Data provided
— BEGIN —

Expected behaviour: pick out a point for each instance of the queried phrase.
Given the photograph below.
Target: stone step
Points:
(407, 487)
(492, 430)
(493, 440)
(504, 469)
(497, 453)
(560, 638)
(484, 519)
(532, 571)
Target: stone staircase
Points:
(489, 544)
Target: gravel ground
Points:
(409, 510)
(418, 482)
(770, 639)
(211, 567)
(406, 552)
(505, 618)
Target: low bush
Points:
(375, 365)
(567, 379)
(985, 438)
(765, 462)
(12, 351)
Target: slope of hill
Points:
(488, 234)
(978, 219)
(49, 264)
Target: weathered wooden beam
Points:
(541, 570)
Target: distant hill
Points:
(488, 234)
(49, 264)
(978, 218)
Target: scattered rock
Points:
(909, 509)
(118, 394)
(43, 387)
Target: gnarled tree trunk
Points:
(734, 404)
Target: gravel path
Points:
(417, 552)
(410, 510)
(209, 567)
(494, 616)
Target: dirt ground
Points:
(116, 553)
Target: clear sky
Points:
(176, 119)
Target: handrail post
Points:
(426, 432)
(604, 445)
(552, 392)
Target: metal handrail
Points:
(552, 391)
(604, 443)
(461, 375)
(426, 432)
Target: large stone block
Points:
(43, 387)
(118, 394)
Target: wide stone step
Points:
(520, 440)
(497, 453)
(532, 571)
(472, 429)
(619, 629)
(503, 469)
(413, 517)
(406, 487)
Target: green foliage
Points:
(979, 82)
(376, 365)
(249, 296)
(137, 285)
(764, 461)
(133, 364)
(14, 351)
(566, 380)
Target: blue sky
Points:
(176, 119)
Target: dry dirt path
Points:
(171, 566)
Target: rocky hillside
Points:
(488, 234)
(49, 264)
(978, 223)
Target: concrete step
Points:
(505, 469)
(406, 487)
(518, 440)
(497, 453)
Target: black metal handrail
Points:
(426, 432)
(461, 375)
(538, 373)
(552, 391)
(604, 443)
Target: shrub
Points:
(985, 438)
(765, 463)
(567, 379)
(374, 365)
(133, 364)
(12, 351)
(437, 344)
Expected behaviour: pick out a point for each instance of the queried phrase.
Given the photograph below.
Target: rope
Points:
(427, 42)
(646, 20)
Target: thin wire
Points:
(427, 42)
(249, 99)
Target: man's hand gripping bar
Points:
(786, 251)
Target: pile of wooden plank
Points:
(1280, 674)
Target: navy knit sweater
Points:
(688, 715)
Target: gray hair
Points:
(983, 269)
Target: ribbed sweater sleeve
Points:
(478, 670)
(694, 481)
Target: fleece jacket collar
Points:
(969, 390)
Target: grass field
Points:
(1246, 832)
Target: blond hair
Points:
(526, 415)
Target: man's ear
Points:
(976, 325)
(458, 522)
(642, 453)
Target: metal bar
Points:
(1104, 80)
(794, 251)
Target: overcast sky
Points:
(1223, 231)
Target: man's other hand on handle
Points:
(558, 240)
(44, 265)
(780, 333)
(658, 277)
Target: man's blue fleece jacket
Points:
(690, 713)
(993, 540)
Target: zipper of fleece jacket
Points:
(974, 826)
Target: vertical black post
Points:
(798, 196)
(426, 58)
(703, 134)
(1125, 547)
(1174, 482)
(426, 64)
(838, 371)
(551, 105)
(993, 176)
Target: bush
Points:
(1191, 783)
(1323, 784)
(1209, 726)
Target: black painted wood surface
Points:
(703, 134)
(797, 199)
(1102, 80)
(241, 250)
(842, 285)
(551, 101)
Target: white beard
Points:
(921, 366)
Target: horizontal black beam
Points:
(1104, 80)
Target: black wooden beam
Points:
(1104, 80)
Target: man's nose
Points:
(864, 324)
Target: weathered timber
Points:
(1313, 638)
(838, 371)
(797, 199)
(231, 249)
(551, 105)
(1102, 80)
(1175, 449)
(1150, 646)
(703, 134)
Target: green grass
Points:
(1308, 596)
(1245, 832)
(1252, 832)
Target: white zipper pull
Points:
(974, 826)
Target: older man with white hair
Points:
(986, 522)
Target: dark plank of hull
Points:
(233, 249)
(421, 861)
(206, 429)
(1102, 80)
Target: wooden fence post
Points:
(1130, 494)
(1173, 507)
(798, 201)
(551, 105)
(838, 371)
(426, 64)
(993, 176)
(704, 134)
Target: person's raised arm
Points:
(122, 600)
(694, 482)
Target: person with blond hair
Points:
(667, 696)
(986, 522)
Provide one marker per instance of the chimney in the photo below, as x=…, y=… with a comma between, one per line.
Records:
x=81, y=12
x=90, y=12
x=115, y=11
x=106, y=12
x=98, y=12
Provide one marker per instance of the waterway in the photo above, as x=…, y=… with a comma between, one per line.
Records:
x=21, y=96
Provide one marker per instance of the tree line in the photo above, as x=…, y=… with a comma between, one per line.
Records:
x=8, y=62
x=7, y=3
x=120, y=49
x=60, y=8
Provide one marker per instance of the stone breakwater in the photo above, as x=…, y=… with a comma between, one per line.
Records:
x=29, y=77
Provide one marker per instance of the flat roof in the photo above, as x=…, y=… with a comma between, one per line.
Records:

— END —
— BEGIN —

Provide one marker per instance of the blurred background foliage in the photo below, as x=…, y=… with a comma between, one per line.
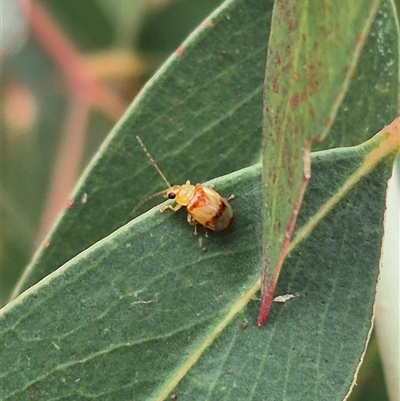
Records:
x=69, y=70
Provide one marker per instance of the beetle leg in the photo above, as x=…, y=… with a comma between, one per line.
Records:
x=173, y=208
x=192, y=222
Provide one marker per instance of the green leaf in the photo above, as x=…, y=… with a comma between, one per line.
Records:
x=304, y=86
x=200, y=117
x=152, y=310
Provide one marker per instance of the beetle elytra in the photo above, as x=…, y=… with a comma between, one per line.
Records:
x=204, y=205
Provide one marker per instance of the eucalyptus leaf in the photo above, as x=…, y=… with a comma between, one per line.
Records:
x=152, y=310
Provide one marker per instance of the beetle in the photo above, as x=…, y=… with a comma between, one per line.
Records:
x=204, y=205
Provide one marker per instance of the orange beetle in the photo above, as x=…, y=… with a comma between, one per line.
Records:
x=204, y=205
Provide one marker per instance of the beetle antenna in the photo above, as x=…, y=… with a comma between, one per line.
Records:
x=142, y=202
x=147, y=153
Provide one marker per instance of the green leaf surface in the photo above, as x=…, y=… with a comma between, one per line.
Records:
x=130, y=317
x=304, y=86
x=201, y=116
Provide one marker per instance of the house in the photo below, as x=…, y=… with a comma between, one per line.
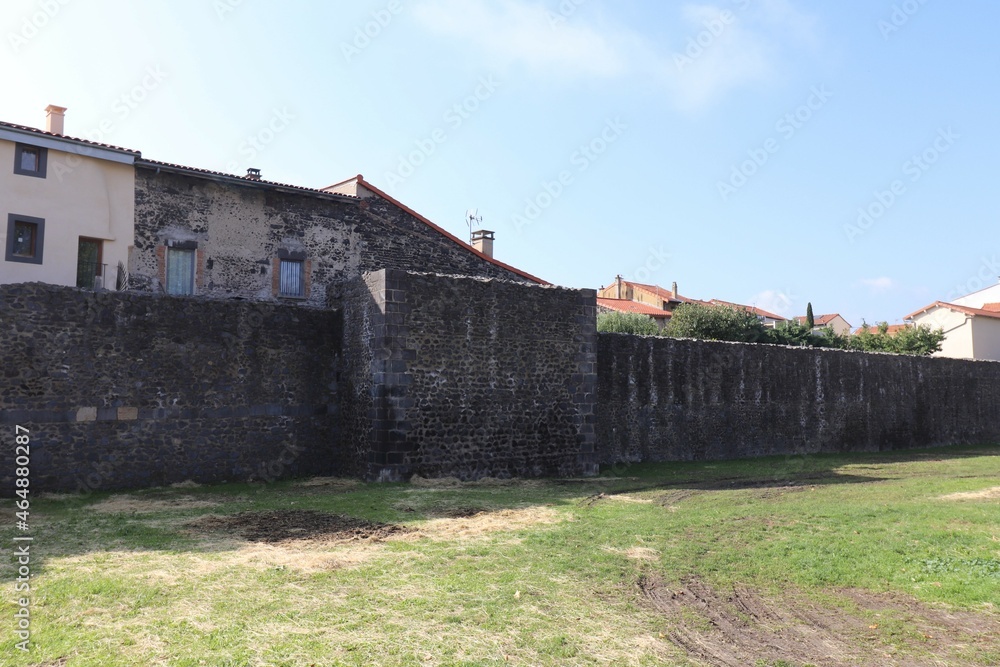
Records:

— END —
— BEGIN —

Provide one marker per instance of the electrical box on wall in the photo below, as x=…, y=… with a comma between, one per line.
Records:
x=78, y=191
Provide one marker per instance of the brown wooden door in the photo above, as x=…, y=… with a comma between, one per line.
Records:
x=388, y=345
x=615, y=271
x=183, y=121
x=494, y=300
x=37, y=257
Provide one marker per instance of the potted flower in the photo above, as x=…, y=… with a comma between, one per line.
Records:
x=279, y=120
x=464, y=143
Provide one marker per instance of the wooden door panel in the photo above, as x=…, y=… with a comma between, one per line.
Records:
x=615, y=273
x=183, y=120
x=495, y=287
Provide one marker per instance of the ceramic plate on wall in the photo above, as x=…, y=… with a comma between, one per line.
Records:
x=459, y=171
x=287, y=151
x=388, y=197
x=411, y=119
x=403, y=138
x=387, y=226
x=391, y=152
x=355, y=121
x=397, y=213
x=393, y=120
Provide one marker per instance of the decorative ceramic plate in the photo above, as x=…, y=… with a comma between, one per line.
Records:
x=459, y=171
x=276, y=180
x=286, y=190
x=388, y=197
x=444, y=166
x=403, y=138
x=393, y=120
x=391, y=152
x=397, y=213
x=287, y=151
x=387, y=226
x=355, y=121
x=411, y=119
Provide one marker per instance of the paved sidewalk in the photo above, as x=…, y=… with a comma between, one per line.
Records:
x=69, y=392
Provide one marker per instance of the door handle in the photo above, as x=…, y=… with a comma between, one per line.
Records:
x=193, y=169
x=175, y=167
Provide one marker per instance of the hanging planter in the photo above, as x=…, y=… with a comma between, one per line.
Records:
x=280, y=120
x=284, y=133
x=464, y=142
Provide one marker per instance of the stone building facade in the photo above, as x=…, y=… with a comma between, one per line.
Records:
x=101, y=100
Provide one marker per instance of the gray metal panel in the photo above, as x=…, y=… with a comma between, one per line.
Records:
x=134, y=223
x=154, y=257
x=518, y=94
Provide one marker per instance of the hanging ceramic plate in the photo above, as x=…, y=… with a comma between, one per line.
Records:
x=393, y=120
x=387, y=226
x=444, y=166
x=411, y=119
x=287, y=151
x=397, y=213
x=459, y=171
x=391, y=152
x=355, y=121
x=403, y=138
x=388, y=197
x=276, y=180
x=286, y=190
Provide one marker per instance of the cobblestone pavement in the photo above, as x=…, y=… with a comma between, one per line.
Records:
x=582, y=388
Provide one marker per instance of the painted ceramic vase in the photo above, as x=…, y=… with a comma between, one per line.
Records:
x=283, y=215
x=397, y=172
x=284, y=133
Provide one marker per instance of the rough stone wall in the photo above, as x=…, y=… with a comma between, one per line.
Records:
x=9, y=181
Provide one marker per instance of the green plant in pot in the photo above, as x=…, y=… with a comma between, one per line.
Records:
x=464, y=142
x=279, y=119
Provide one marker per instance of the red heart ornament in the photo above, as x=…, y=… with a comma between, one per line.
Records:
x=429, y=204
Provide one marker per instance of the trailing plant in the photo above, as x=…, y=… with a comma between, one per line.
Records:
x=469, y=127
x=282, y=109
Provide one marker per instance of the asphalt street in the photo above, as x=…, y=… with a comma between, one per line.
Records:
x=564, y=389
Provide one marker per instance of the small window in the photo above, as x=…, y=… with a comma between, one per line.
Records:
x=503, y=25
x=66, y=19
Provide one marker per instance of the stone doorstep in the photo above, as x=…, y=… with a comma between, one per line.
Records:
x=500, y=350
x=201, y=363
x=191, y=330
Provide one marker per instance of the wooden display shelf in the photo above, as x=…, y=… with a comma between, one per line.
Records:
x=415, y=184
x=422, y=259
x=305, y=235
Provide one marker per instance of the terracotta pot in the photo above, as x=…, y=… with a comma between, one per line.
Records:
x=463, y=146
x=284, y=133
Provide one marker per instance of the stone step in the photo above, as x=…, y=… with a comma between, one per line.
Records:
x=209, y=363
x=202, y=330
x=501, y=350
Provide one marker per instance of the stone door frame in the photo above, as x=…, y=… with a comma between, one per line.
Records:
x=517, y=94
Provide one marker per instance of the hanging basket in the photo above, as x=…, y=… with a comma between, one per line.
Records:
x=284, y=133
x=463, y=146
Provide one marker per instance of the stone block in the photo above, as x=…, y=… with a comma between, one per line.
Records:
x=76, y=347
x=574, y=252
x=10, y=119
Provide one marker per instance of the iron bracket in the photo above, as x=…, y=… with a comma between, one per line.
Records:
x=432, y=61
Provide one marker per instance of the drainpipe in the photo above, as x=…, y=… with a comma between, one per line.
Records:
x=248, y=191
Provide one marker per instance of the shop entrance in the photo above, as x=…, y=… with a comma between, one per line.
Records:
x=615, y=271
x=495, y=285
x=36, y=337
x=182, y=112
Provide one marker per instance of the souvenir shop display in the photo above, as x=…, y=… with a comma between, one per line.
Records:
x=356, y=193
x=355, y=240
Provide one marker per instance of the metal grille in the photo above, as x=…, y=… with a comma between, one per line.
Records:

— END —

What you are asked to do
Please return, unchanged, each line in the rows above that contains the string "path". Case counts.

Exercise answer
Target: gravel path
Target: dry dirt path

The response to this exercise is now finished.